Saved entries
☆ ☆ ☆ ☆
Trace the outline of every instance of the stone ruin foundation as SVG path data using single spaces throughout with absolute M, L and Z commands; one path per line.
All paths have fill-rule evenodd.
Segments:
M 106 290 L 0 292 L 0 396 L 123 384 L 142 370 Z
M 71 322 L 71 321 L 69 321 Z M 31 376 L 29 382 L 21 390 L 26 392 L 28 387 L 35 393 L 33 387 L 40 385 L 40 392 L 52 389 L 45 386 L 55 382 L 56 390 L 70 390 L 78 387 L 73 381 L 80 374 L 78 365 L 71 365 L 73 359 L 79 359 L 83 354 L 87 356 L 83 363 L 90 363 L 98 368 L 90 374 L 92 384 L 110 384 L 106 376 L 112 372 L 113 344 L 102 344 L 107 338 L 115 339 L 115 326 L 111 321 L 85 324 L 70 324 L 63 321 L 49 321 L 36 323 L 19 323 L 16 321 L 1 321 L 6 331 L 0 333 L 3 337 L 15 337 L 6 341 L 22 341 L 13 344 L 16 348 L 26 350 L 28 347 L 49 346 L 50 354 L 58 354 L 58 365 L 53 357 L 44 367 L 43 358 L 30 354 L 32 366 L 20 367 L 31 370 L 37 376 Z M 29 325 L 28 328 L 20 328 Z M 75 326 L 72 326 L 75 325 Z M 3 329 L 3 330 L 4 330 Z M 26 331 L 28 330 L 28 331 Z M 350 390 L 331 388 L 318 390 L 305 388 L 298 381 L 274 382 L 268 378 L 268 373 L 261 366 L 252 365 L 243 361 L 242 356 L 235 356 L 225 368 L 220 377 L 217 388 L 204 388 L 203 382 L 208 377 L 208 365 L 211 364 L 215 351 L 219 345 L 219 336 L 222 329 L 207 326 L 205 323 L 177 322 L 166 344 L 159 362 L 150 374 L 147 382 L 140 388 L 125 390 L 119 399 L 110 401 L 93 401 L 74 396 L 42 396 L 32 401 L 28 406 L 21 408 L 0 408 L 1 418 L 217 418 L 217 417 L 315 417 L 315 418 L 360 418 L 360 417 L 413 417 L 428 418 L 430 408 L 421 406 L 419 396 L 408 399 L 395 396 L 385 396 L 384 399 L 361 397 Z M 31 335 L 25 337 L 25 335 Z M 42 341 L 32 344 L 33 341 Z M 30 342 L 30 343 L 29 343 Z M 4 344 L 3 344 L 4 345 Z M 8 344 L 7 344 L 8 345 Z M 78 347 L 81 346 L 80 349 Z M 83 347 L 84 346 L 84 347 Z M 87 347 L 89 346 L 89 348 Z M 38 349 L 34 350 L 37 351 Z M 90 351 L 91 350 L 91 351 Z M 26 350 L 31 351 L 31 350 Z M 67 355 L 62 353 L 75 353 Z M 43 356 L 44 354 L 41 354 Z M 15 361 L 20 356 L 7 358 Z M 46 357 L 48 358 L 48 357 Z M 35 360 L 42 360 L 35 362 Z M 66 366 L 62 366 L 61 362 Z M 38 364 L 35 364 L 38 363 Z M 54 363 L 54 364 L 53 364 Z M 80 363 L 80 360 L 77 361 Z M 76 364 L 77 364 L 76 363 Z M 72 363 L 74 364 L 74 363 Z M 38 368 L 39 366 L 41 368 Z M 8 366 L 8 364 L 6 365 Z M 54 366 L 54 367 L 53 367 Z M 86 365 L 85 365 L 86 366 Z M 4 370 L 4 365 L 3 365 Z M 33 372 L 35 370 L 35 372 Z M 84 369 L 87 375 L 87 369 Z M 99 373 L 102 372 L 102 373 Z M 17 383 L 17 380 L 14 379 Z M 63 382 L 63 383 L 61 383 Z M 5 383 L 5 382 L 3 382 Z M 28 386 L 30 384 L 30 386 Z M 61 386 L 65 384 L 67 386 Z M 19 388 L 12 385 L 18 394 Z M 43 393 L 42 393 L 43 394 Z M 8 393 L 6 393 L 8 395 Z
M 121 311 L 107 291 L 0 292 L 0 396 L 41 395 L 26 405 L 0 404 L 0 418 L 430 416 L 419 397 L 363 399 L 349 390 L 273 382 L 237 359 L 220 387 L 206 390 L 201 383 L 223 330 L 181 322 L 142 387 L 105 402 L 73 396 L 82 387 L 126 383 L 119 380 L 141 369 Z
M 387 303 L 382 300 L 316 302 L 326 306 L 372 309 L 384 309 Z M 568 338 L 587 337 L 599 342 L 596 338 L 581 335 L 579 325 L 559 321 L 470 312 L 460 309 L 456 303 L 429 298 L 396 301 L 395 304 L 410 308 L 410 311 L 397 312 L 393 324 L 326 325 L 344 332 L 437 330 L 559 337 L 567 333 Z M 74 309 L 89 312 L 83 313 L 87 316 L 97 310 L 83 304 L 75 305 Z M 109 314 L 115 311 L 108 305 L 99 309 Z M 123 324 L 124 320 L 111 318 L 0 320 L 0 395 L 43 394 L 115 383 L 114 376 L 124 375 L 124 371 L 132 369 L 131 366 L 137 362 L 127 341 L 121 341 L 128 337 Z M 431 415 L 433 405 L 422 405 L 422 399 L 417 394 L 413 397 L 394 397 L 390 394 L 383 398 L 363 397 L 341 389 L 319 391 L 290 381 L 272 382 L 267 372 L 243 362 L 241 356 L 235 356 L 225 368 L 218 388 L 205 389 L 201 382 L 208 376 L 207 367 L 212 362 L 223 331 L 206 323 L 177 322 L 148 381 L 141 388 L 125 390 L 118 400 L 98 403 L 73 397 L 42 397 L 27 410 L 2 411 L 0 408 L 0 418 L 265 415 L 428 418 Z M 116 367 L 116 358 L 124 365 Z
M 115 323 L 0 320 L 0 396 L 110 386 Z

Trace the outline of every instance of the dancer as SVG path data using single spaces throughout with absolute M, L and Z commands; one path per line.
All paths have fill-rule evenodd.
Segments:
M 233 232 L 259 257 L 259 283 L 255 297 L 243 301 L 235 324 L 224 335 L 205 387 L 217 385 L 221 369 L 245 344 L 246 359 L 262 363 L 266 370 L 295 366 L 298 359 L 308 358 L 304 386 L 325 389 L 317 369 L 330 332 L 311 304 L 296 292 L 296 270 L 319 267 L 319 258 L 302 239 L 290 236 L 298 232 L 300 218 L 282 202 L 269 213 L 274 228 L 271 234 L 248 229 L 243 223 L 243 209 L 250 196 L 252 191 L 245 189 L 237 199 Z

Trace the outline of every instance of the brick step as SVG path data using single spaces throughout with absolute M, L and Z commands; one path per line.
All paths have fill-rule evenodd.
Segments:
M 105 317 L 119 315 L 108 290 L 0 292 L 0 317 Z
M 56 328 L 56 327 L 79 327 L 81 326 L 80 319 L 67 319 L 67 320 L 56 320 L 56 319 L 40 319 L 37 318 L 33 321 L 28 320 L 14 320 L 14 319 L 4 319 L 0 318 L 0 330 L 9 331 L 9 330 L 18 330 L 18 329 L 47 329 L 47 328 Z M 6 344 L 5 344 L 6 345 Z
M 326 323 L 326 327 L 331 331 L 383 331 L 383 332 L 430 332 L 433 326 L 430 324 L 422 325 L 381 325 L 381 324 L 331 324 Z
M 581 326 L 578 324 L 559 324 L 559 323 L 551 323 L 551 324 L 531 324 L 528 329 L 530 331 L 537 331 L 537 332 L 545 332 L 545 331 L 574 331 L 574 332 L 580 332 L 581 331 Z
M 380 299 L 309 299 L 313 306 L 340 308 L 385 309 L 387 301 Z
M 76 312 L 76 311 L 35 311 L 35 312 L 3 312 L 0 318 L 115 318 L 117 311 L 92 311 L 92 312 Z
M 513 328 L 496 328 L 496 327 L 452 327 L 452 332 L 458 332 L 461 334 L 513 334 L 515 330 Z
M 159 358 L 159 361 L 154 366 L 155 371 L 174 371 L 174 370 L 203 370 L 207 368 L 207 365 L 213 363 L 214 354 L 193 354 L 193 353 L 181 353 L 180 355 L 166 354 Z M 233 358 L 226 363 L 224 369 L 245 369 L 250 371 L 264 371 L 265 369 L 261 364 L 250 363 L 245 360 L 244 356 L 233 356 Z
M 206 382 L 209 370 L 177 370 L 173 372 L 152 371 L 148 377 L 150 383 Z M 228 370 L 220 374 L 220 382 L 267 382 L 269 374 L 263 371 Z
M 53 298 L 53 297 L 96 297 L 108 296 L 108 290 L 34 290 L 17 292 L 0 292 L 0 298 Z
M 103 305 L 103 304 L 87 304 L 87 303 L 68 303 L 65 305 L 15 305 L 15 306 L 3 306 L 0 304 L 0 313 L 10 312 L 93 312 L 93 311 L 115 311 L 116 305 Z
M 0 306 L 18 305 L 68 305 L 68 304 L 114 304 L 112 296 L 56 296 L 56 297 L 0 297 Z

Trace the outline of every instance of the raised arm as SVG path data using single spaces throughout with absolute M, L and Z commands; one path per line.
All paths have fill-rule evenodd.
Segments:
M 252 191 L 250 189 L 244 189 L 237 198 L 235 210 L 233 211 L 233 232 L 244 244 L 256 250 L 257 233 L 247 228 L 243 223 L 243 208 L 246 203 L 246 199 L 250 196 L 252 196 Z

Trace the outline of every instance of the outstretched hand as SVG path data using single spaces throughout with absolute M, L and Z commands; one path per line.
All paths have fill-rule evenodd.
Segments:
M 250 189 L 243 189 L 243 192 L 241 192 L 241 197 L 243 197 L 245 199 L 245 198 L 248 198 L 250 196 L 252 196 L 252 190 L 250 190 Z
☆ ☆ ☆ ☆
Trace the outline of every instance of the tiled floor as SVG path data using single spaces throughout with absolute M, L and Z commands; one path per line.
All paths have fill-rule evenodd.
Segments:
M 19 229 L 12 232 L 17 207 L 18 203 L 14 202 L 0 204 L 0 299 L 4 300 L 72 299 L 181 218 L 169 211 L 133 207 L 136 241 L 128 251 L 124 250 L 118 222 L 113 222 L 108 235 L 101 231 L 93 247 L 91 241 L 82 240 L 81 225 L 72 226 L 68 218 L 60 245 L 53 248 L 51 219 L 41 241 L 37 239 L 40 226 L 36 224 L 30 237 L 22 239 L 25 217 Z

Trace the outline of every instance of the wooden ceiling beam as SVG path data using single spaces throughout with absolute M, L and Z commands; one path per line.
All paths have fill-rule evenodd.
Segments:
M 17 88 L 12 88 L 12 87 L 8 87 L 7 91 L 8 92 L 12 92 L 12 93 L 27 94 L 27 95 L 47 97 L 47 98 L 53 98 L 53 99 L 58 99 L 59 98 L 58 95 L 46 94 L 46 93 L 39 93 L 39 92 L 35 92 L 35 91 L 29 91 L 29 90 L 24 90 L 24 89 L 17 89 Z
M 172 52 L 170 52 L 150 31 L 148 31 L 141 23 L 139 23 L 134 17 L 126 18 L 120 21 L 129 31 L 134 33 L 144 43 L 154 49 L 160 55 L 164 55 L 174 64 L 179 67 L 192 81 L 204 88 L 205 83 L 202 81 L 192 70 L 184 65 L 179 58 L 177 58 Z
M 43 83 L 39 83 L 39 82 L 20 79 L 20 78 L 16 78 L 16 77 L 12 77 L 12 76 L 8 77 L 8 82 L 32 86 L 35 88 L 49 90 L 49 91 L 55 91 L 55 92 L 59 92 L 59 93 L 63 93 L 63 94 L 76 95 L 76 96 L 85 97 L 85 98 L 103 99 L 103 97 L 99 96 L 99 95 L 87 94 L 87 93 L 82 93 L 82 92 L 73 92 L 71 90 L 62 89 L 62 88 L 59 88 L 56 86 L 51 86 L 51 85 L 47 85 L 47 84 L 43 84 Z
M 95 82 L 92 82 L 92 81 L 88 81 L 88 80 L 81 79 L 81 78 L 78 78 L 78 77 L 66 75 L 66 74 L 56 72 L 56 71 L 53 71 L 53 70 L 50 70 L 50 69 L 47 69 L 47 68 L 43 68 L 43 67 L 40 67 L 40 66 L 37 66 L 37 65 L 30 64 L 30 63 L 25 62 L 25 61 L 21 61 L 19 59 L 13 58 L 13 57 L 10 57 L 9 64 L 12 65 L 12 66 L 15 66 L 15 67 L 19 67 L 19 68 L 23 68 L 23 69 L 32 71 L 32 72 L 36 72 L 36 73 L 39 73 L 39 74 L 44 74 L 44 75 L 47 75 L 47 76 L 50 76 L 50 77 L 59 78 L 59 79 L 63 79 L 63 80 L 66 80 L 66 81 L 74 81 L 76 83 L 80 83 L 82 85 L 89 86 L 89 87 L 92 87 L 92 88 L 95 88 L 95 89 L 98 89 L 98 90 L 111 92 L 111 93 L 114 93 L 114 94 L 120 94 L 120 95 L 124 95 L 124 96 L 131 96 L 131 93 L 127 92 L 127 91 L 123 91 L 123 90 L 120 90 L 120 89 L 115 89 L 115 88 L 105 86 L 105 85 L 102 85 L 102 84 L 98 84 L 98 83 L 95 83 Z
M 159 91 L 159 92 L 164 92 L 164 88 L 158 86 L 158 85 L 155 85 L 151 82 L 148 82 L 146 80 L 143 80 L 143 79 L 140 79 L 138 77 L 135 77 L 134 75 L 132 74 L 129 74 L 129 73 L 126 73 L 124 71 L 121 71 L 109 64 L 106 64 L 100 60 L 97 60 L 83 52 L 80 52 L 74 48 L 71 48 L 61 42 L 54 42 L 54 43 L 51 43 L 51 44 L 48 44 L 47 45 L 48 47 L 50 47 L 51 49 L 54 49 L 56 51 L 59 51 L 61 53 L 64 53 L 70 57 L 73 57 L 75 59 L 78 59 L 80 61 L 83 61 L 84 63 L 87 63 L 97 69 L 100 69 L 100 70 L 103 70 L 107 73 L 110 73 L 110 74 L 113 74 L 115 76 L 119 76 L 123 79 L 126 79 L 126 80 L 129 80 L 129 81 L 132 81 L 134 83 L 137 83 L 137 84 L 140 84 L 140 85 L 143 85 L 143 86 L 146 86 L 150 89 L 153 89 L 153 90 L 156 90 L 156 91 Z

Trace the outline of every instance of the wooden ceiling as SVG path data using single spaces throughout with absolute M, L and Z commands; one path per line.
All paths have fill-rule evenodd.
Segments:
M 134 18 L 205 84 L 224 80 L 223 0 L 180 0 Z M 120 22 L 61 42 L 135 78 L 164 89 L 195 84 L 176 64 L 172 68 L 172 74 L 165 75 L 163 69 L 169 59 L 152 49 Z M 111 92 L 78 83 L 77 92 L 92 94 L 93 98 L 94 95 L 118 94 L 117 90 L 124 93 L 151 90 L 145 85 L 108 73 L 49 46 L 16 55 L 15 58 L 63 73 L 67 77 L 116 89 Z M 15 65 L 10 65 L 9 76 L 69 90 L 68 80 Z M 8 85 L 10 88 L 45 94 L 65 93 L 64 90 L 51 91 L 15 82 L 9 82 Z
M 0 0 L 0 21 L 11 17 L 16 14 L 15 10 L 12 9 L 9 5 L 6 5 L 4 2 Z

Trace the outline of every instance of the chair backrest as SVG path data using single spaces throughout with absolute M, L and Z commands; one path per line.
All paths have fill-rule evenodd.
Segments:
☆ ☆ ☆ ☆
=== Task statement ===
Looking at the records above, in how many lines does the word "wooden" occur? Reply with the number alone.

=== Solved problem ===
2